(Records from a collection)
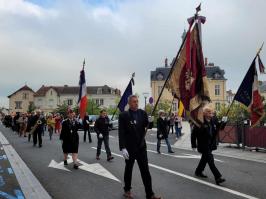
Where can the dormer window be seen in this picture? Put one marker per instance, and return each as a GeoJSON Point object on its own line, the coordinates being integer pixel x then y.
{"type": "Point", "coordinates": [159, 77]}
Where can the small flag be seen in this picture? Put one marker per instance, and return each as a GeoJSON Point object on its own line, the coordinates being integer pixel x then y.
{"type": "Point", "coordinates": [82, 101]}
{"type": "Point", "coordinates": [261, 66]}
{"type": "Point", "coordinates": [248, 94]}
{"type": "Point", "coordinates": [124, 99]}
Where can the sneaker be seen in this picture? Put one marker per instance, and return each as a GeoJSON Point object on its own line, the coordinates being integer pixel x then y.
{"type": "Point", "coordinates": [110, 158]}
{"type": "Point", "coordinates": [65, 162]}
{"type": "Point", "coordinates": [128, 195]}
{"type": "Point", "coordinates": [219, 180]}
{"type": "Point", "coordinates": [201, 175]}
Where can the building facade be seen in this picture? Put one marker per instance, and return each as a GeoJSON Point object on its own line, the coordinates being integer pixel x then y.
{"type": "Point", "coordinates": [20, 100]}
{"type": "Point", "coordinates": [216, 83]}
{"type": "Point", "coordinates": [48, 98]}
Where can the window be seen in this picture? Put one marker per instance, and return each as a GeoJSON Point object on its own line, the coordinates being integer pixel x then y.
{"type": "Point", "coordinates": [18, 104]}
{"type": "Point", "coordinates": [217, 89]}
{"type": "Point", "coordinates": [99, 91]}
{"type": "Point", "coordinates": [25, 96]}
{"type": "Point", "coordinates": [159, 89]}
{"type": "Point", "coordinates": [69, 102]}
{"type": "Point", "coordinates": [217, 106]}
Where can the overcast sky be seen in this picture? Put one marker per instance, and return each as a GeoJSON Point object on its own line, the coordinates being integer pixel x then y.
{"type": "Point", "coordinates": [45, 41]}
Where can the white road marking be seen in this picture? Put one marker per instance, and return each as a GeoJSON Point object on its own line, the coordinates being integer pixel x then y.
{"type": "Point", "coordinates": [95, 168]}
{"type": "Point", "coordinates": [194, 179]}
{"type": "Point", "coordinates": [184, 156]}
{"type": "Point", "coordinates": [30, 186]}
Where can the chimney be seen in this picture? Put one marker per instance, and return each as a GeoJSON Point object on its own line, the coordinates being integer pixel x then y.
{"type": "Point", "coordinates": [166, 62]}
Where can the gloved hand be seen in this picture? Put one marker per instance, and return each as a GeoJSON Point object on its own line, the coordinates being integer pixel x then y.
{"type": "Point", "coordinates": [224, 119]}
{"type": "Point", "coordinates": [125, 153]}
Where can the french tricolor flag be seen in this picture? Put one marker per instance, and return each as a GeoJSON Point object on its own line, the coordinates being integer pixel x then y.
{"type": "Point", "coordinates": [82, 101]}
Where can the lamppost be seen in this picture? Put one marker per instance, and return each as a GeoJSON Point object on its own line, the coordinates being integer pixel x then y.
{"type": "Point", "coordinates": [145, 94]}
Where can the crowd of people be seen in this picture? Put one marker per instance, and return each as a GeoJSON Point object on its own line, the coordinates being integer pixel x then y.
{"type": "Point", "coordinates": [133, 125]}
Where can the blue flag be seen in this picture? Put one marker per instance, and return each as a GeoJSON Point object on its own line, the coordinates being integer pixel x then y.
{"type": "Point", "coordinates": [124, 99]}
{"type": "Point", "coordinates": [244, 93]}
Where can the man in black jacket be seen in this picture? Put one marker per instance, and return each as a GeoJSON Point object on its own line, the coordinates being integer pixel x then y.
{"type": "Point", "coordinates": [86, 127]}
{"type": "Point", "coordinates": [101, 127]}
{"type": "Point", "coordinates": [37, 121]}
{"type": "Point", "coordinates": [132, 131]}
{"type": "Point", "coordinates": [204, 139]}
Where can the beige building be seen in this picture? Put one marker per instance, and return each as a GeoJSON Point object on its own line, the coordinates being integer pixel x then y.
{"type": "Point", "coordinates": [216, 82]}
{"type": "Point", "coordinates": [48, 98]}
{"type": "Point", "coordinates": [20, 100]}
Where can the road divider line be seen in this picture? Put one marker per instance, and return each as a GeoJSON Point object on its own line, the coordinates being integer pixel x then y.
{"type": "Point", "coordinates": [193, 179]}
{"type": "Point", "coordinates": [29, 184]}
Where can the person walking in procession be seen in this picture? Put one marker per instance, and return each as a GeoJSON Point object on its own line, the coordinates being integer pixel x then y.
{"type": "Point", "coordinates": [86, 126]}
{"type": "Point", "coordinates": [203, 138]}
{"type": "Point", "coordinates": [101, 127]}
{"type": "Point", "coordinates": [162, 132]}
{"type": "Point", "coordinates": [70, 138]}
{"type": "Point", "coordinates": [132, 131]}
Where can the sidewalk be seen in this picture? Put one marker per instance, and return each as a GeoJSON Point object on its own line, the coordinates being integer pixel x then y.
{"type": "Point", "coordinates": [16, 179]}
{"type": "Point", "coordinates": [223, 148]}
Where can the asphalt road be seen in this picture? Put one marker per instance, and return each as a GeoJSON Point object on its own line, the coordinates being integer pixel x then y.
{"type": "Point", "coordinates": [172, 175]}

Task to carry out —
Can you give these lines again with every "in this picture" changed to "in this image" and nothing else altered? Leave the pictures out of your answer.

Exercise result —
Where can the dormer window be seen in this image? Put one marker per instance, and return each as a GeoJSON Point object on its own line, the coordinates being integer pixel x then y.
{"type": "Point", "coordinates": [159, 77]}
Where can the small flag be seen in this image? Put one marker per instance, and return each as a GeoJSON Point object on its own line, the coordinates being integer pixel x then y.
{"type": "Point", "coordinates": [82, 101]}
{"type": "Point", "coordinates": [261, 66]}
{"type": "Point", "coordinates": [248, 94]}
{"type": "Point", "coordinates": [124, 99]}
Where can the sneaker be seen in this image? Put one marker per instance, and return each as a GeoJSON Point object on its own line, the coordinates being integer pixel x then y.
{"type": "Point", "coordinates": [110, 158]}
{"type": "Point", "coordinates": [65, 162]}
{"type": "Point", "coordinates": [128, 195]}
{"type": "Point", "coordinates": [219, 180]}
{"type": "Point", "coordinates": [201, 175]}
Where can the building facade be seen in this image? Put one marker per instance, and return each as a GeoJSON Point object on its own line, the coordinates being integer pixel x then y.
{"type": "Point", "coordinates": [20, 100]}
{"type": "Point", "coordinates": [216, 83]}
{"type": "Point", "coordinates": [48, 98]}
Where can the window be seen in this image? Put one marker per instance, and return each as a GeoJSON Point object on its own line, the coordinates being integer pixel x then y.
{"type": "Point", "coordinates": [18, 104]}
{"type": "Point", "coordinates": [217, 89]}
{"type": "Point", "coordinates": [99, 91]}
{"type": "Point", "coordinates": [25, 96]}
{"type": "Point", "coordinates": [159, 89]}
{"type": "Point", "coordinates": [69, 102]}
{"type": "Point", "coordinates": [217, 106]}
Where can the overcast sky be seen in this image? Put one marker per instance, and return each as a GeoJSON Point object on its own line, the coordinates being integer pixel x then y.
{"type": "Point", "coordinates": [45, 41]}
Where can the white road marking be seen in this image? Put one marker per instance, and return each as a GeoJSON Point object on its own line, the coordinates being integer pixel x then y.
{"type": "Point", "coordinates": [95, 168]}
{"type": "Point", "coordinates": [194, 179]}
{"type": "Point", "coordinates": [184, 156]}
{"type": "Point", "coordinates": [30, 186]}
Where can the chimney be seen in this image? Put one marker per instance, and return each as a GeoJSON Point object on its own line, the coordinates being integer pixel x then y.
{"type": "Point", "coordinates": [166, 62]}
Where can the gloved hand be seen in this image? Put one marker per instance, and return each as a GeoJSON Point object on its own line, the coordinates being integer pixel x then y.
{"type": "Point", "coordinates": [224, 119]}
{"type": "Point", "coordinates": [125, 153]}
Where can the french tricolor flag be seen in this image? Put one marker per instance, and return each as a GeoJSON Point object on its own line, the coordinates being integer pixel x then y.
{"type": "Point", "coordinates": [82, 101]}
Where can the lamppost be seen in this image? Put one marker per instance, and return each as a GeoJSON Point object on its own line, the coordinates being integer pixel x then y.
{"type": "Point", "coordinates": [145, 94]}
Where can the crowd of people be seen in this image? Put one marker per instance, and return each as a GeoJSON Point object on its own line, the coordinates being integer pixel x then y.
{"type": "Point", "coordinates": [133, 125]}
Where can the blue flag be seen in this image? Put one marker per instance, and return each as a GeoJSON Point object on its own line, the coordinates being integer pixel x then y.
{"type": "Point", "coordinates": [124, 99]}
{"type": "Point", "coordinates": [244, 93]}
Where can the man in black jacket be seen in this image? Put one marker per instance, and return each as a GeoJSON Point object on its own line, the coordinates being integer pixel x then y.
{"type": "Point", "coordinates": [86, 127]}
{"type": "Point", "coordinates": [101, 127]}
{"type": "Point", "coordinates": [37, 121]}
{"type": "Point", "coordinates": [132, 131]}
{"type": "Point", "coordinates": [204, 139]}
Where can the beige building be seen in this image? Put one marker per instance, and return each as a GeoJSON Point object on its own line, the coordinates being integer pixel x then y.
{"type": "Point", "coordinates": [216, 82]}
{"type": "Point", "coordinates": [48, 98]}
{"type": "Point", "coordinates": [20, 100]}
Where can the road divider line be seen in this image? Put one marker per instance, and return each as a GeoJSON Point object on its own line, the coordinates being integer pixel x then y.
{"type": "Point", "coordinates": [193, 179]}
{"type": "Point", "coordinates": [29, 184]}
Where can the person walking in procession be seen in this image? Put one marker per instance, and return each as a GeoJSON Point object on its own line, the coordinates being integer pixel x then y.
{"type": "Point", "coordinates": [86, 126]}
{"type": "Point", "coordinates": [203, 138]}
{"type": "Point", "coordinates": [101, 127]}
{"type": "Point", "coordinates": [162, 132]}
{"type": "Point", "coordinates": [70, 138]}
{"type": "Point", "coordinates": [132, 131]}
Where can the sidewalk be seen in this image? Put one marker per instance, and return each as a GeoJSON Point object on its own line, the coordinates being integer pixel x then y.
{"type": "Point", "coordinates": [16, 179]}
{"type": "Point", "coordinates": [223, 148]}
Where can the asphalt road be seen in this image? Put one marker per instance, and return each as a GeoJSON Point object on its own line, the coordinates being integer pixel x then y.
{"type": "Point", "coordinates": [172, 175]}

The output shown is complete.